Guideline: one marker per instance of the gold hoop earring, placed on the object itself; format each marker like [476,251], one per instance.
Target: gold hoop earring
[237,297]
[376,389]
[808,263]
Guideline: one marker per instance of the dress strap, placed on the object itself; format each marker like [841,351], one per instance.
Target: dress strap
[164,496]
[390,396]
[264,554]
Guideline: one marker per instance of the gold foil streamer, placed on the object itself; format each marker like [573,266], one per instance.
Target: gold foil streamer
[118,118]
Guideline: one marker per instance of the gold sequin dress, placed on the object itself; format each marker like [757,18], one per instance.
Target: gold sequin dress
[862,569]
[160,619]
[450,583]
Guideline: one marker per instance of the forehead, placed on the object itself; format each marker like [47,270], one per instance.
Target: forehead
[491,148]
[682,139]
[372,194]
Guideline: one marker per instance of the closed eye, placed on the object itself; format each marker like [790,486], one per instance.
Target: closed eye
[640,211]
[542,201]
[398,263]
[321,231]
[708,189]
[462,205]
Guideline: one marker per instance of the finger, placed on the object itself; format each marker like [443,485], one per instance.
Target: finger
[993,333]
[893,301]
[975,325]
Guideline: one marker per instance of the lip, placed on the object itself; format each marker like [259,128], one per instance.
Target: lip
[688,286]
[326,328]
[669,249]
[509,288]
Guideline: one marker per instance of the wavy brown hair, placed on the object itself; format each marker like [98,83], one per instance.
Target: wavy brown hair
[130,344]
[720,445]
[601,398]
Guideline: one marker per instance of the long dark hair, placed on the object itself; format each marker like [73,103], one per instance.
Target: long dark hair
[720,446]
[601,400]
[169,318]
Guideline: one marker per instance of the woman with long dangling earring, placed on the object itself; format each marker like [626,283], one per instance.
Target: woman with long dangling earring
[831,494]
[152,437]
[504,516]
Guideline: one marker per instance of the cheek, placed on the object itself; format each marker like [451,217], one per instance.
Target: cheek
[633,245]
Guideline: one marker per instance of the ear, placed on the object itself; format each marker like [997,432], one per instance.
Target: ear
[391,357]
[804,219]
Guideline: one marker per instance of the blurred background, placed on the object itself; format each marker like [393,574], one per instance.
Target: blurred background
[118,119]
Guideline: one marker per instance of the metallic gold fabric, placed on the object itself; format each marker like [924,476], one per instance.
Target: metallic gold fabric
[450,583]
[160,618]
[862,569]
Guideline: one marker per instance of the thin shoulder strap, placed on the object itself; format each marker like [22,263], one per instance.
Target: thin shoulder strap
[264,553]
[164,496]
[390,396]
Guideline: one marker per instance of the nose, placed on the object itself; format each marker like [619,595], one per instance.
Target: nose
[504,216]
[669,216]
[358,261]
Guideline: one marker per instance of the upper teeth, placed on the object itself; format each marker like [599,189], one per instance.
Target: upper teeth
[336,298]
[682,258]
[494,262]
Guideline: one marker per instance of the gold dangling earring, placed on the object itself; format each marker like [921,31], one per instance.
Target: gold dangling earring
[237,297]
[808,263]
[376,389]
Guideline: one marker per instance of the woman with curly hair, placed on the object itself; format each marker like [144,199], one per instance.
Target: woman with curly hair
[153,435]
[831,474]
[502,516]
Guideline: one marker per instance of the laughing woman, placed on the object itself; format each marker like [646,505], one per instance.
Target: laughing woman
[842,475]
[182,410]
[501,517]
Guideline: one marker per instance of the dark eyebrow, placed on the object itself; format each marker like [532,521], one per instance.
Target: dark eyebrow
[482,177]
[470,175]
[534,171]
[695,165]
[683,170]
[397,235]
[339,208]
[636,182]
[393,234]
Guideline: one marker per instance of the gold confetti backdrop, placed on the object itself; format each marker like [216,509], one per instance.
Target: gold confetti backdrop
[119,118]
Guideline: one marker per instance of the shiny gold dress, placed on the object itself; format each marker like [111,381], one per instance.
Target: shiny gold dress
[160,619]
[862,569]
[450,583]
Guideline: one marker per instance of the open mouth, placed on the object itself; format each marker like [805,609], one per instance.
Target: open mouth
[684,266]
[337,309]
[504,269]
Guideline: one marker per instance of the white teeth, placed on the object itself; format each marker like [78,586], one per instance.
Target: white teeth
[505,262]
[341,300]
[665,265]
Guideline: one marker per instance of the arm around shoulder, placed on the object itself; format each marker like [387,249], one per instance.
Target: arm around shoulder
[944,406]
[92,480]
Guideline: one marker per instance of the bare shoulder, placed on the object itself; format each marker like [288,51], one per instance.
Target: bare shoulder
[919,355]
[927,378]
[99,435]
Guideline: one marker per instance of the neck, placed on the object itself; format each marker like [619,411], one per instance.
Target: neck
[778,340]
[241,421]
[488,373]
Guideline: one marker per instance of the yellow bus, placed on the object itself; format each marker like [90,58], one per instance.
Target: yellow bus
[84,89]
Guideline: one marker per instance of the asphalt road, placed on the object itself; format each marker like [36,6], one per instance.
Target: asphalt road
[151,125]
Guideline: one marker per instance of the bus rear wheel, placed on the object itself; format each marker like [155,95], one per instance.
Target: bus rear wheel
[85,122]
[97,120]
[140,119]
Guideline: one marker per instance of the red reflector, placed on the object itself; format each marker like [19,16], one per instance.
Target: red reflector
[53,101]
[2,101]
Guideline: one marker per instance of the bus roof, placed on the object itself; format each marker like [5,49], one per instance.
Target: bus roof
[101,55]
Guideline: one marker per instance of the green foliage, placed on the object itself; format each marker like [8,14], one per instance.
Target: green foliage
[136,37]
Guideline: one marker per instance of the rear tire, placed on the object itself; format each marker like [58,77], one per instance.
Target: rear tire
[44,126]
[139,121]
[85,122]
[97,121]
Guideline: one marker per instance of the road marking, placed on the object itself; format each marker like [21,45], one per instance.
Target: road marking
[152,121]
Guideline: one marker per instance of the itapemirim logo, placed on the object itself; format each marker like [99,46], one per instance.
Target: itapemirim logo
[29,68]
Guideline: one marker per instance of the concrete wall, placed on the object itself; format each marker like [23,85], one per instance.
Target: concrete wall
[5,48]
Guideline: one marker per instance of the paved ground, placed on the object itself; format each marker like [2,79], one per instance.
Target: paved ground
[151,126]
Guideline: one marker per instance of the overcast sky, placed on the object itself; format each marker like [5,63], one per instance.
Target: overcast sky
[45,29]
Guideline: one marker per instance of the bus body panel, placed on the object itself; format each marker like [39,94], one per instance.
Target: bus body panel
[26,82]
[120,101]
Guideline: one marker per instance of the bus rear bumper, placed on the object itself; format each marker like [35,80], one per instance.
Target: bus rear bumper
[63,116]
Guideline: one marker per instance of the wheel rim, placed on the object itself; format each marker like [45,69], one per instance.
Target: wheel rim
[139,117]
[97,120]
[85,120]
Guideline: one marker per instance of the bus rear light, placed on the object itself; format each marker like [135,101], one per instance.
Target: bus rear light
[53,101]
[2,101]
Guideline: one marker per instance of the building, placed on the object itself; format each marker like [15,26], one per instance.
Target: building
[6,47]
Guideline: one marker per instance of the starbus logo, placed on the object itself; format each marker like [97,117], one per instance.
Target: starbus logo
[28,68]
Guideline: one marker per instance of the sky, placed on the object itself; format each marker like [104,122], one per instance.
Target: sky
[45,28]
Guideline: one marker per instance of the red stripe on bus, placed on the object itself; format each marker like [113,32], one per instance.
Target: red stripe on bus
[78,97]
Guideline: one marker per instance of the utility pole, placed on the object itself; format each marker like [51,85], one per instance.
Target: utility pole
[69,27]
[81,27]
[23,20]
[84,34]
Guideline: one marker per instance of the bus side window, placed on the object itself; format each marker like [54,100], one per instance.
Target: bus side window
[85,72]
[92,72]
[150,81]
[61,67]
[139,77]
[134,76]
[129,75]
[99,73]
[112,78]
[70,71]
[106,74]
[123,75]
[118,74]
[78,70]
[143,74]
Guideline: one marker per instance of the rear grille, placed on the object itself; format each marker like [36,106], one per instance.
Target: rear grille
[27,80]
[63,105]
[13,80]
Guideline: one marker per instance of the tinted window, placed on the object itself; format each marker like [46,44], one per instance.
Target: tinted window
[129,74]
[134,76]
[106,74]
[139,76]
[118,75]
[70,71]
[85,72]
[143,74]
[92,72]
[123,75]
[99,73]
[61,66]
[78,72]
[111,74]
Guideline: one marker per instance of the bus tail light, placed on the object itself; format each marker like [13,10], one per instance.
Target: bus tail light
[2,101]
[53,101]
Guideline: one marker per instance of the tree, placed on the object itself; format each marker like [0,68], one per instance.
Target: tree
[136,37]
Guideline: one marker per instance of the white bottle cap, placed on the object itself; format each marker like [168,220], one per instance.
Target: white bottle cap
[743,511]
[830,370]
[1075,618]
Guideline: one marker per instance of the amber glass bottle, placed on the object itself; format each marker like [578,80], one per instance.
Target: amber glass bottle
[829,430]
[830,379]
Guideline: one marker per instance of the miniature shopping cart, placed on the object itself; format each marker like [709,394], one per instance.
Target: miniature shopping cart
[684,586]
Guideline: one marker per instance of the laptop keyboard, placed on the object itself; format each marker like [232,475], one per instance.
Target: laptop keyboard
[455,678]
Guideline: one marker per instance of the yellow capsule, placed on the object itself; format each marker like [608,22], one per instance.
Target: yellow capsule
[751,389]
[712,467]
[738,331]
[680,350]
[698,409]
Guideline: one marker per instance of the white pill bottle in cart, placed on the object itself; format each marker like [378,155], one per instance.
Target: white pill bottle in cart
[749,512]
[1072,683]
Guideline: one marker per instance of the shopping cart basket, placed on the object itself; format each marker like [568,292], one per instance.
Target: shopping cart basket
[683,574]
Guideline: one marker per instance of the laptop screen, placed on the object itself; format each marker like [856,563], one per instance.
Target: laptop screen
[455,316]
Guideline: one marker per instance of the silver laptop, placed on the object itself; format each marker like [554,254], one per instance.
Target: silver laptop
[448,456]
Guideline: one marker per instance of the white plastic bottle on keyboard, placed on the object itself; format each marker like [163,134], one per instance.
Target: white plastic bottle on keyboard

What this task involves>
The word "plastic" appears in some lines of the records. Please work out how many and reply with that number only.

Output of the exercise>
2